◆ Task to carry out ◆
All lines from the one containing "Target: tent fabric" to the end of the material are to be given again exactly; leave out every line before it.

◆ Records for processing ◆
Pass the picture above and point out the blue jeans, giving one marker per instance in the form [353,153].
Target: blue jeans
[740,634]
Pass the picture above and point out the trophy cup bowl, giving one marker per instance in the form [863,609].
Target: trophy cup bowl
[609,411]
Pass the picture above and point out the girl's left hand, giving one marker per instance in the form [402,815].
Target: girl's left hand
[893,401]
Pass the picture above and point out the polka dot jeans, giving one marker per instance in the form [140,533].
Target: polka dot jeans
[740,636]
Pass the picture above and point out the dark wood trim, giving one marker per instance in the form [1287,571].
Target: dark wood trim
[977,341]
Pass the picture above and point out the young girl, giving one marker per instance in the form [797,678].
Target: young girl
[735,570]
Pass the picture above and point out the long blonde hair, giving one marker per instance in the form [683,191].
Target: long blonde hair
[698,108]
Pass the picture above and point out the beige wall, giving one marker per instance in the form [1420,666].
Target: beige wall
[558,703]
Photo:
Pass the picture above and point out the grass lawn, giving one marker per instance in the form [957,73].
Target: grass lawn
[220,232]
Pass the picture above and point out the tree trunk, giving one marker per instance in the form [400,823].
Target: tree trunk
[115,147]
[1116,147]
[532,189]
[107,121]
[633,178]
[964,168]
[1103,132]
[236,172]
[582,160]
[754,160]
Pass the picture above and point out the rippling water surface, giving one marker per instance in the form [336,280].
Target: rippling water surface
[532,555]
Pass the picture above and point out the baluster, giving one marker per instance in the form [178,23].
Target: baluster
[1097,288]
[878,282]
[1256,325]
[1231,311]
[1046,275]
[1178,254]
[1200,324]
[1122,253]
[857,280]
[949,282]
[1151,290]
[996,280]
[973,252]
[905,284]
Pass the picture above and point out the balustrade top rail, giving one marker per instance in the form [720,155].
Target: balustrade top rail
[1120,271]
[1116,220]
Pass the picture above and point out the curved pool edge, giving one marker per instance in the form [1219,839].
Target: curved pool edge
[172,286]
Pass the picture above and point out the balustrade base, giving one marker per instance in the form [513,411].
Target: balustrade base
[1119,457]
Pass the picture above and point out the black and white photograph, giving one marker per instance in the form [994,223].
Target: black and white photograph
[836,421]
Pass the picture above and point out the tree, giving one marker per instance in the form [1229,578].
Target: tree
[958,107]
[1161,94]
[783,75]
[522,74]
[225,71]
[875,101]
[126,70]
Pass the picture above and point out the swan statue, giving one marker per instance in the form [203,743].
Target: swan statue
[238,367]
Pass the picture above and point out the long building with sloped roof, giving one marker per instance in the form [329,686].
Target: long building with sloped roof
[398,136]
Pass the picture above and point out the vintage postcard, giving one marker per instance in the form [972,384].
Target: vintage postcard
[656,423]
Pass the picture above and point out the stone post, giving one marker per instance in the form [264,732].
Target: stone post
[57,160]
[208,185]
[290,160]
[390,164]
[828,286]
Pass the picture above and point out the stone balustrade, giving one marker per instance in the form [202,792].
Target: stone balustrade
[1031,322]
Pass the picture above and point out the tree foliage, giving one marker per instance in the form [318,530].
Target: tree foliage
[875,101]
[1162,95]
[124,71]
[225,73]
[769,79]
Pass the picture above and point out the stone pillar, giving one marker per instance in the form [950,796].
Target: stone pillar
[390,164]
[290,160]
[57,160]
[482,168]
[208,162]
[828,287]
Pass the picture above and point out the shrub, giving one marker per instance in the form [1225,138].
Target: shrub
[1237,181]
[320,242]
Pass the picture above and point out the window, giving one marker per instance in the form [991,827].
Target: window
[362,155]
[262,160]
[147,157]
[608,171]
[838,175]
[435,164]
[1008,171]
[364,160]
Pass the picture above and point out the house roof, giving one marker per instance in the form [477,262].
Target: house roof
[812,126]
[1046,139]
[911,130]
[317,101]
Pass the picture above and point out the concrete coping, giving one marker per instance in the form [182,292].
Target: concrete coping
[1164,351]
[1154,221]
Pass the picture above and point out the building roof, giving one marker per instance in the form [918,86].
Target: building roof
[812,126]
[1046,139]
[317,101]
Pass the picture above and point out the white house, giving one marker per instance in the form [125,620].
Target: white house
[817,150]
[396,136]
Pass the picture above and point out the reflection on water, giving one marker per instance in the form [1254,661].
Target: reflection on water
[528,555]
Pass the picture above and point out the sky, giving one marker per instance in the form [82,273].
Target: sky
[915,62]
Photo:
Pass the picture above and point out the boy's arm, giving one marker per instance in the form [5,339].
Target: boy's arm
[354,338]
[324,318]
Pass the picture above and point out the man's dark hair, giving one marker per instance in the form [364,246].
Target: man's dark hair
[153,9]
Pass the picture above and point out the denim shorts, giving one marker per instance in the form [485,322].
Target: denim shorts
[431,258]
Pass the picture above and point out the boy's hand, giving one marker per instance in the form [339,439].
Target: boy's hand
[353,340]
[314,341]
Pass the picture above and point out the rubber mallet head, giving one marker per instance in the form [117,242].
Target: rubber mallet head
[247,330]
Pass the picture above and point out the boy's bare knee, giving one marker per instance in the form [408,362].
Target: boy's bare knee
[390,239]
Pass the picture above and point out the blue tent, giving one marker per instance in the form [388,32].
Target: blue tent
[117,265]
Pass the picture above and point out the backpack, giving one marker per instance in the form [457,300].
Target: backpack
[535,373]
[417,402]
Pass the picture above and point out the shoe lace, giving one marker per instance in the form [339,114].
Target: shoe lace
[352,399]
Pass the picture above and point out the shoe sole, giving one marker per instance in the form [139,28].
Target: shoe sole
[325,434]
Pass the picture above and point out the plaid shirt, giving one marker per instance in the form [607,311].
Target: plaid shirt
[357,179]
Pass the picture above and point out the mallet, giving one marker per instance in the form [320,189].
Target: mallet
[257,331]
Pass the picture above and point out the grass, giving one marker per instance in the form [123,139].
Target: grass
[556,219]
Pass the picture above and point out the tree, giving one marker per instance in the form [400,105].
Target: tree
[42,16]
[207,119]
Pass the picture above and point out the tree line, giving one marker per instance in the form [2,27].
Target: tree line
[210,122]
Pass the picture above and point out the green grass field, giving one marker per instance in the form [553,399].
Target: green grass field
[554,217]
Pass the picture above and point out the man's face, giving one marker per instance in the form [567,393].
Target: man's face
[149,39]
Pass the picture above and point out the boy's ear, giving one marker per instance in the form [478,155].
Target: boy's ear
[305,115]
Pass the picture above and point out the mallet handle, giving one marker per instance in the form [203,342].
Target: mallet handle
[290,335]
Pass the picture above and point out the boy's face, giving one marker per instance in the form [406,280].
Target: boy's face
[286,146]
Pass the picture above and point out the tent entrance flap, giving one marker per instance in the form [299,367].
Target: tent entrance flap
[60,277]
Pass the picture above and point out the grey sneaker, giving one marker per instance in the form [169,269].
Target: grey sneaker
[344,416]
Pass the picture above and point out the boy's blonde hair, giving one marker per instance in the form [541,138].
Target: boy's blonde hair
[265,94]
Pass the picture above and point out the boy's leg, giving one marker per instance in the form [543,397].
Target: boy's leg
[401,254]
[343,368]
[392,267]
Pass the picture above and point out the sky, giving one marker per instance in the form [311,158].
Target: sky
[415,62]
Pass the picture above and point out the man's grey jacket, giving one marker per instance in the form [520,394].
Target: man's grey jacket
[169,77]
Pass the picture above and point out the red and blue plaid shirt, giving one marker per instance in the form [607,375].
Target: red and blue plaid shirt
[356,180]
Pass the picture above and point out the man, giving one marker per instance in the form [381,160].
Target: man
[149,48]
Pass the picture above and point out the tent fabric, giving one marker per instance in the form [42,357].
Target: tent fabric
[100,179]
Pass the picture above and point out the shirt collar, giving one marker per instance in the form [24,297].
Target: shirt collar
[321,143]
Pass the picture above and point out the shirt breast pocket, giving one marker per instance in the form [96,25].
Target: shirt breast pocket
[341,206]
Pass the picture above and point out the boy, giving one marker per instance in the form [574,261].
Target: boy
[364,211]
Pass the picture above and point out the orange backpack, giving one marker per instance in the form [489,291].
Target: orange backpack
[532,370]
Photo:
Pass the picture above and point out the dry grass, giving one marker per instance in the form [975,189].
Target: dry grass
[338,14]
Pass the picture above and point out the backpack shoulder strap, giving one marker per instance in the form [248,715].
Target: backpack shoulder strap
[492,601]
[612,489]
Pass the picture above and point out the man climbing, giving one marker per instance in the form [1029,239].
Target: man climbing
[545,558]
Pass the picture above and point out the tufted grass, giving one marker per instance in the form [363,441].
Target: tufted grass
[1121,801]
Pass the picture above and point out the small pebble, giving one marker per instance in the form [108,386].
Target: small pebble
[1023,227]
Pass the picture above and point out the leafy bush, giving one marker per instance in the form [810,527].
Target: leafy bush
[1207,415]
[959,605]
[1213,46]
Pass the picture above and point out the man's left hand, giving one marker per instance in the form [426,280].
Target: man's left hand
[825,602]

◆ Response ◆
Target: tent fabric
[100,179]
Pass the picture above and point out the shirt collar, giving one marker per instance in the form [24,297].
Target: shirt collar
[321,143]
Pass the picture above and point out the shirt breast pocket, giving one marker per instance in the form [96,25].
Target: shirt breast pocket
[341,206]
Pass the picture above and point out the boy, giving one marker per instance in the form [574,261].
Target: boy
[364,211]
Pass the picture above and point out the orange backpack, giving one marker per instance in the form [489,291].
Target: orange backpack
[532,370]
Photo:
Pass the picture above and point out the dry grass, giving one marker per instance in the form [975,189].
Target: dry grass
[338,14]
Pass the picture above and point out the backpack shoulder strap, giving one marker per instance in the form [248,715].
Target: backpack shoulder strap
[492,601]
[612,489]
Pass the picture above and point out the man climbing, giving one marker per instance in the form [1029,239].
Target: man climbing
[545,558]
Pass the picture above and point out the tufted grass, giving one marker per instance in the form [363,441].
Target: tufted grass
[1121,801]
Pass the picture above and point out the small pebble, giving one marker per instance in the form [108,386].
Target: small pebble
[1023,227]
Pass the picture above and point out the leafy bush, giving one marker per instance in the form [810,527].
Target: leafy bush
[1207,415]
[959,605]
[1213,46]
Pass the picture above and point out the man's left hand, giving one marker per instance in the form [426,280].
Target: man's left hand
[825,602]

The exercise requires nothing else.